**Required action:** Find the lines in the records below that contain "spoiler", and report each of them.

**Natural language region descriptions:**
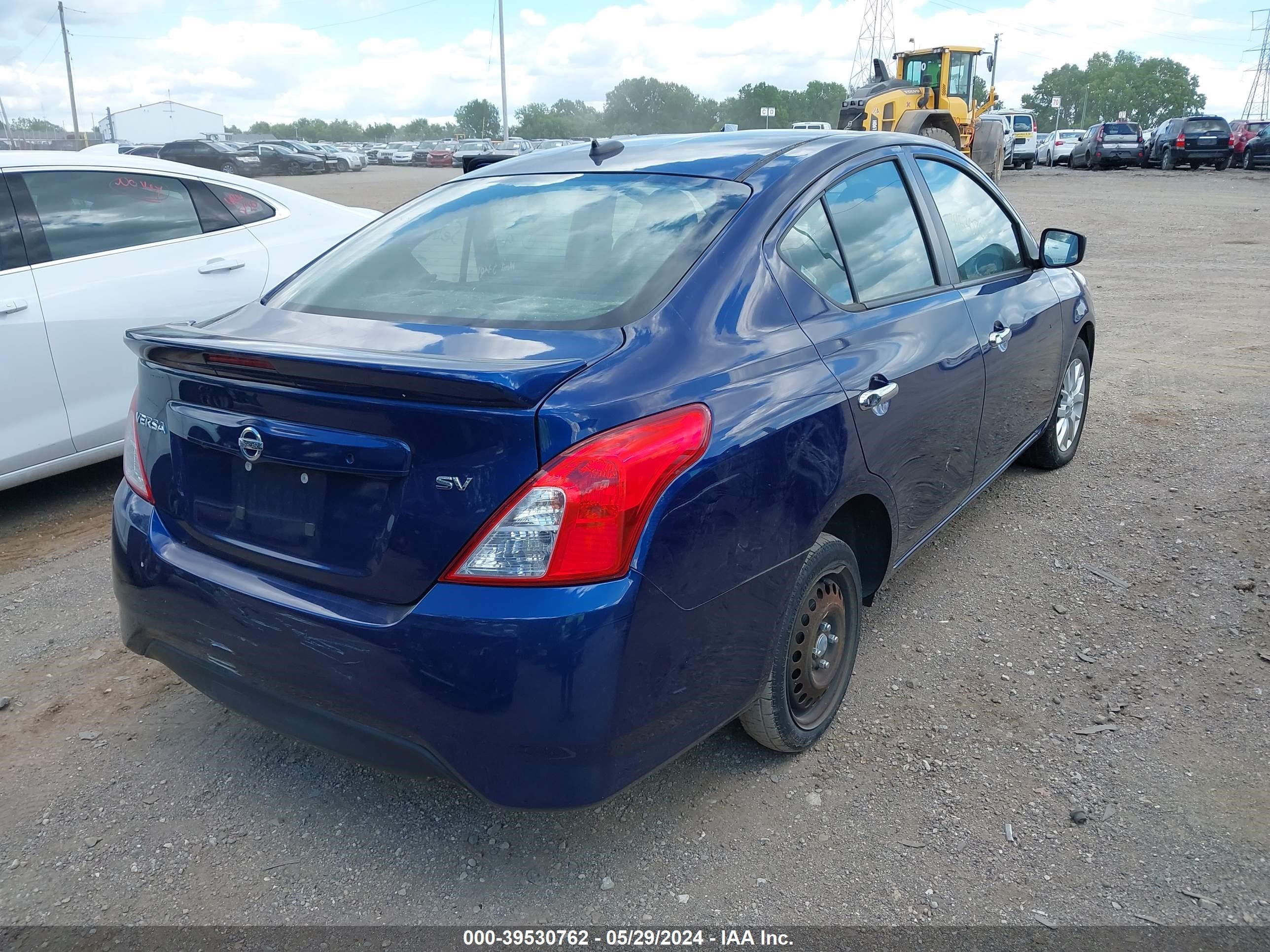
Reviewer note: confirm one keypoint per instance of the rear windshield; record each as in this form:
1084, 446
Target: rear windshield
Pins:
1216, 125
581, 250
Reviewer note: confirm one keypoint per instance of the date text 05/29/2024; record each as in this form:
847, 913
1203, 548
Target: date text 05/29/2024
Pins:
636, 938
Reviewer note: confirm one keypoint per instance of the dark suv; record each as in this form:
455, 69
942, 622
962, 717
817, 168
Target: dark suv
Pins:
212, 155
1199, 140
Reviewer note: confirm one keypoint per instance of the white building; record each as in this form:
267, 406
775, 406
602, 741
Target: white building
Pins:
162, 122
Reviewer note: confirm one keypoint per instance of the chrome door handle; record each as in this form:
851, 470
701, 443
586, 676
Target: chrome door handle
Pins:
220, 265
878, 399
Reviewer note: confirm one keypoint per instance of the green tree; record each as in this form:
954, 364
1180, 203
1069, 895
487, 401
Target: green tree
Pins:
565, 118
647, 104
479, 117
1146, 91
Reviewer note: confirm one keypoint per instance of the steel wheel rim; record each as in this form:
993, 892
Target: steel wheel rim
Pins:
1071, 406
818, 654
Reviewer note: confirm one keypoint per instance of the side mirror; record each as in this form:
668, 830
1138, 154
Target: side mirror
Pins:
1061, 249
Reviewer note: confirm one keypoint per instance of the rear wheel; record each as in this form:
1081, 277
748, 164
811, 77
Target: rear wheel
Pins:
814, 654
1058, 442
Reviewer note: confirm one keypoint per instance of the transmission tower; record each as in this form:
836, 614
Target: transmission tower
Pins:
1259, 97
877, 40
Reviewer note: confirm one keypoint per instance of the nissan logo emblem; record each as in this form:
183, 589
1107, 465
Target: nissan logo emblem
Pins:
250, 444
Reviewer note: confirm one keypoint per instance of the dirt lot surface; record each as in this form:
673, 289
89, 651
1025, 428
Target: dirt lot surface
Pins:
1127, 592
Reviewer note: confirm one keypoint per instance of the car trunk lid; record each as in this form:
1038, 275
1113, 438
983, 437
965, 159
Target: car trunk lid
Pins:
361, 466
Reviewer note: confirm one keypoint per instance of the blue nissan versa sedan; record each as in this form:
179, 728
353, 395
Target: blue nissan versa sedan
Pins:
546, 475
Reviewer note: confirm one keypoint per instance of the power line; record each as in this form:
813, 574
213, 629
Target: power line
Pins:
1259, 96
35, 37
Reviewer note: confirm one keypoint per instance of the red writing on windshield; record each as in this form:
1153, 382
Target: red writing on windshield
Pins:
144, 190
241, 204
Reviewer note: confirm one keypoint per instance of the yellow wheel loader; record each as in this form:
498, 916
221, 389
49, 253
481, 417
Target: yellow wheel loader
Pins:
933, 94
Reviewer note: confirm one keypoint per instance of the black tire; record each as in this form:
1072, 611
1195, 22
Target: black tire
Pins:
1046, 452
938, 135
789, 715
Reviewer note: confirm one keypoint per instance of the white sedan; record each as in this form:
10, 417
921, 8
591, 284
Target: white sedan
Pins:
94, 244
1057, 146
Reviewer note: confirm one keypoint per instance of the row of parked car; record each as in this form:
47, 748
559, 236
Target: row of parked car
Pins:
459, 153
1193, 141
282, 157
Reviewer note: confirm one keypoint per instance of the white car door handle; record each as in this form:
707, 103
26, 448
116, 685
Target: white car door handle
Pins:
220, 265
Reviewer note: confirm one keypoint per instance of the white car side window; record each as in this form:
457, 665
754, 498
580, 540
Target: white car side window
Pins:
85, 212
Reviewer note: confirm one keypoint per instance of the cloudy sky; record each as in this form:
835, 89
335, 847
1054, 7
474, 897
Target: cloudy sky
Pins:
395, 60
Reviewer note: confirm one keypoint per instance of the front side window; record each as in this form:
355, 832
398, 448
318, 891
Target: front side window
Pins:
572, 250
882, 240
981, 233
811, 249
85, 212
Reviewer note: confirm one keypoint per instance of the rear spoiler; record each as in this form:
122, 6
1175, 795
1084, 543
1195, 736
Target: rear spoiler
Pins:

**Task result:**
Reviewer note: confirm one keypoint per instance of the rear spoiler; record each as in this form:
Target: rear spoiler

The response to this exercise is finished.